■ **EXTRACTED ENTRIES**:

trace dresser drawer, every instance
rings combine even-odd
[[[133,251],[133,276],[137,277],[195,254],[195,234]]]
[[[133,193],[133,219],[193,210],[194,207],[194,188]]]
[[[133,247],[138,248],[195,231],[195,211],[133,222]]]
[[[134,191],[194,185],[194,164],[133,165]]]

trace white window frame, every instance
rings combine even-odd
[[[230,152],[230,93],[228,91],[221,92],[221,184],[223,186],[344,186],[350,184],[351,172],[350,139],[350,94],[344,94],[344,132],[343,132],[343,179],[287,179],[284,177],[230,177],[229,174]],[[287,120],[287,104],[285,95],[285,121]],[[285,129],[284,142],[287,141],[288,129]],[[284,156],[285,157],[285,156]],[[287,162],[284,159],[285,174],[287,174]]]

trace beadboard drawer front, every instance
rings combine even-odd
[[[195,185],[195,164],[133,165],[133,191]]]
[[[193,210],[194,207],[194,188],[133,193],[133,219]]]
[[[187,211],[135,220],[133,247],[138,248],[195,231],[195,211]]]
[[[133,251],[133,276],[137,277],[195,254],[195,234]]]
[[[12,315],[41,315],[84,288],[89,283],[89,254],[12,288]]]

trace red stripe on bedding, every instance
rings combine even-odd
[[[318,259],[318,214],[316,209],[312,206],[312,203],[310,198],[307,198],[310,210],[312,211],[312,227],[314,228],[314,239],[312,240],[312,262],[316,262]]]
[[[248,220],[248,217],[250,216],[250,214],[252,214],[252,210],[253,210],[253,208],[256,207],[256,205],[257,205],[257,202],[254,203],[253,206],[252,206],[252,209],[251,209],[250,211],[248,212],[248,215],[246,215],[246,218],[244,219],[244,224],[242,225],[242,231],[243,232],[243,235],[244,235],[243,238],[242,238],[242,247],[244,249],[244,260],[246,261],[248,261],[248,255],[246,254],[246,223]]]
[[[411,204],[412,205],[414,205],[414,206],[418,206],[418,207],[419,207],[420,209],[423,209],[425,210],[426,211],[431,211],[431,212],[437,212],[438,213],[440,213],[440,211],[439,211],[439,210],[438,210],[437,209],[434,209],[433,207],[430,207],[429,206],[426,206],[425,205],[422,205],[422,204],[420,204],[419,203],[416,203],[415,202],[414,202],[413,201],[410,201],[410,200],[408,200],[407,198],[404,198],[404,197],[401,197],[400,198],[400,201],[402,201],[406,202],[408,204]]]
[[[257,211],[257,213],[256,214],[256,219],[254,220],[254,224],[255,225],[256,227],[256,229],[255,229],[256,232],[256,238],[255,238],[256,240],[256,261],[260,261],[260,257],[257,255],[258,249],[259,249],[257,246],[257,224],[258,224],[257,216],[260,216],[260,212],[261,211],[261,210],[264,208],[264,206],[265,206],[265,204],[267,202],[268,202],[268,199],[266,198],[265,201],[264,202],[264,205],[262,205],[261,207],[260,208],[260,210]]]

==

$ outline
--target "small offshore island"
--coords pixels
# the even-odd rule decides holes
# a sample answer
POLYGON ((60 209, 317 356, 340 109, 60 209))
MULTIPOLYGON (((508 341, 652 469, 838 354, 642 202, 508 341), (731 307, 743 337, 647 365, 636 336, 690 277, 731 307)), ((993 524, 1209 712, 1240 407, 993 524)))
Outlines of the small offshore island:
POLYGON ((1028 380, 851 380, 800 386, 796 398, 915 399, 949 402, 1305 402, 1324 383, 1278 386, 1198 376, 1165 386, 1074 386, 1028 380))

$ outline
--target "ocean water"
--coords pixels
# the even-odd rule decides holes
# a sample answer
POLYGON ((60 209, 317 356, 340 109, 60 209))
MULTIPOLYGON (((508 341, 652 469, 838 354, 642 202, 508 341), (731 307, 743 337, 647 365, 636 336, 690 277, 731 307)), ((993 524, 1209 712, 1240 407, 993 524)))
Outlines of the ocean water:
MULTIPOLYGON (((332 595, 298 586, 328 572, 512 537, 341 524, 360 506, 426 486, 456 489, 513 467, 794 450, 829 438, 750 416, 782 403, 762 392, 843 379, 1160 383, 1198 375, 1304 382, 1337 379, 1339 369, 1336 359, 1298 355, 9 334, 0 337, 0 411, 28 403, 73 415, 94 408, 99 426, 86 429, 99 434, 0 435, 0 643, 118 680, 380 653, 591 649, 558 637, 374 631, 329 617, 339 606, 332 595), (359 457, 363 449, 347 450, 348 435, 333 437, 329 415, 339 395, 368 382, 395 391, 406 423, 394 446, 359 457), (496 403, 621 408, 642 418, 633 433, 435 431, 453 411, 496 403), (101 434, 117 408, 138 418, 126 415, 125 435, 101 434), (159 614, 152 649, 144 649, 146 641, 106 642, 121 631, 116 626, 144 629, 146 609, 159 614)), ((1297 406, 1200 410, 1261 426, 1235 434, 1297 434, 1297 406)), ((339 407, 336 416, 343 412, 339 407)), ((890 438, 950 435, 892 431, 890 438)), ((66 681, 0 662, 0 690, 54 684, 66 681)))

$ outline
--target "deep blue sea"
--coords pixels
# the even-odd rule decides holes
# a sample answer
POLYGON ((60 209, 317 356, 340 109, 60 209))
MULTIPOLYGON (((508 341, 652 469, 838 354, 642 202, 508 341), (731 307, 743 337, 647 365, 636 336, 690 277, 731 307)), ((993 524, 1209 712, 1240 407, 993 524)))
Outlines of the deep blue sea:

* * *

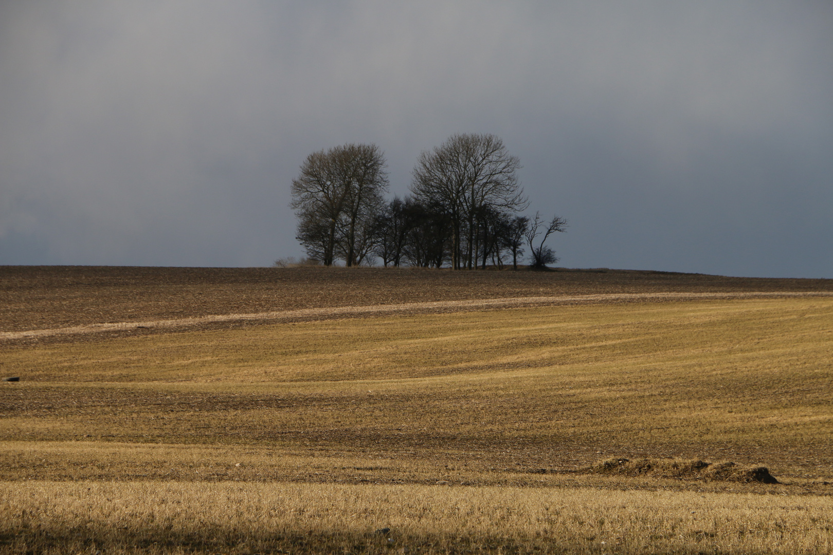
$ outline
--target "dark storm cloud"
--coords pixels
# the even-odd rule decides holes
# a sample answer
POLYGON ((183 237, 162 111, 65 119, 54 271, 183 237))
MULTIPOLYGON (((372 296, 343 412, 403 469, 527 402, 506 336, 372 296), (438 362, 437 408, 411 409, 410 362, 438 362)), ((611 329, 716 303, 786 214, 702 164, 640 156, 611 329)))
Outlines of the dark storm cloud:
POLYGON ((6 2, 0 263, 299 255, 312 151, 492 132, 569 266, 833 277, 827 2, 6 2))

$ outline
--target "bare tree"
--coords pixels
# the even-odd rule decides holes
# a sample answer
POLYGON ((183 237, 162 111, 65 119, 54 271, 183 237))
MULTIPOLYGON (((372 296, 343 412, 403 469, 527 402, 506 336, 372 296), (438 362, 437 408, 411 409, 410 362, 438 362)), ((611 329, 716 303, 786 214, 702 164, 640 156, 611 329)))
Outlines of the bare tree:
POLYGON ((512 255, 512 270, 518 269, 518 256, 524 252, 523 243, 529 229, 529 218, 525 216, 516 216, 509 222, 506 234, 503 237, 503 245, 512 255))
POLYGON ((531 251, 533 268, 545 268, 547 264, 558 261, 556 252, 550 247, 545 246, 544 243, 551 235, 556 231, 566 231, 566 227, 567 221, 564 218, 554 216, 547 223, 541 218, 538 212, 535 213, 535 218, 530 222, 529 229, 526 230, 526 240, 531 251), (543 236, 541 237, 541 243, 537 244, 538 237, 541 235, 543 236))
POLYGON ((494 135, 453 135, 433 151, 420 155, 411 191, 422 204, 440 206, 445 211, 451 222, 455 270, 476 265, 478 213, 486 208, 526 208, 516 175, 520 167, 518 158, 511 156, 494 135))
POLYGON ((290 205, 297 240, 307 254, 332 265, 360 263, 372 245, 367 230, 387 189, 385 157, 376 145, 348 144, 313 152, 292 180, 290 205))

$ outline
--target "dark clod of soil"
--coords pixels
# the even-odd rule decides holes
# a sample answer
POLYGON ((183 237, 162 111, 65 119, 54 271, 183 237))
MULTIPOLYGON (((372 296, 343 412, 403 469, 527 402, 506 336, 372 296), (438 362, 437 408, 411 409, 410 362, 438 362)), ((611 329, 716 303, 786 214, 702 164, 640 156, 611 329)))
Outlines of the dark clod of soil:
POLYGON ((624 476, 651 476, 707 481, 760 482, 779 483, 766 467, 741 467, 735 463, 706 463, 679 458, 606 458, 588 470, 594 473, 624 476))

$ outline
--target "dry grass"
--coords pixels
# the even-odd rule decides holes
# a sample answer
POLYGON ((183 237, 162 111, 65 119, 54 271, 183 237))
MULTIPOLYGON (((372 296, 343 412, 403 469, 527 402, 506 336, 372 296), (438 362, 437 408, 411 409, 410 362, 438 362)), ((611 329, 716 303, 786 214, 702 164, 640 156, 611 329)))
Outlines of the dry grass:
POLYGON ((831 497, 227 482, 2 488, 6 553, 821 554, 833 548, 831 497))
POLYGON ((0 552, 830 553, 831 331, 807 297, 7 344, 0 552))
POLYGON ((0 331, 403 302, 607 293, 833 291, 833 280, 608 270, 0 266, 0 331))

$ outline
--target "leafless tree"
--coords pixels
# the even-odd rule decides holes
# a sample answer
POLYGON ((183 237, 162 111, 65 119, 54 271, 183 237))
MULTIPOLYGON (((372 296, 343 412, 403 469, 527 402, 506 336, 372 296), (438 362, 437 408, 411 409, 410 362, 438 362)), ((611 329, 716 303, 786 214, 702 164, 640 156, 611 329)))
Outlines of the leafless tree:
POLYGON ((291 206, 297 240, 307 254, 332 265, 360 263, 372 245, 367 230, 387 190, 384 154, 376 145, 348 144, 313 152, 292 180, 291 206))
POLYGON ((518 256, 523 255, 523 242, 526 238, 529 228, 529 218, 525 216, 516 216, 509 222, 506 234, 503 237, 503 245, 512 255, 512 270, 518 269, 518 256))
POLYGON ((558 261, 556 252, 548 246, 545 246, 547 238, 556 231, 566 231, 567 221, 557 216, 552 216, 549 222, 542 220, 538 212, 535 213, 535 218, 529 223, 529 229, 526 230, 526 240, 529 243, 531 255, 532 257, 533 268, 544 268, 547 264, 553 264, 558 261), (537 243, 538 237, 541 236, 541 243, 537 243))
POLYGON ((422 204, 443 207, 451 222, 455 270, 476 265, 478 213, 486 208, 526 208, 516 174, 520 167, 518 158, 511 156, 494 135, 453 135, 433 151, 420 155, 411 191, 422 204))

■ **REQUIREMENT**: Find each line in the listing that contains the word "soil" and copy those lines out in full.

■ **CORRECT ANSWER**:
--target "dark clod of soil"
Outlines of the dark clod of soil:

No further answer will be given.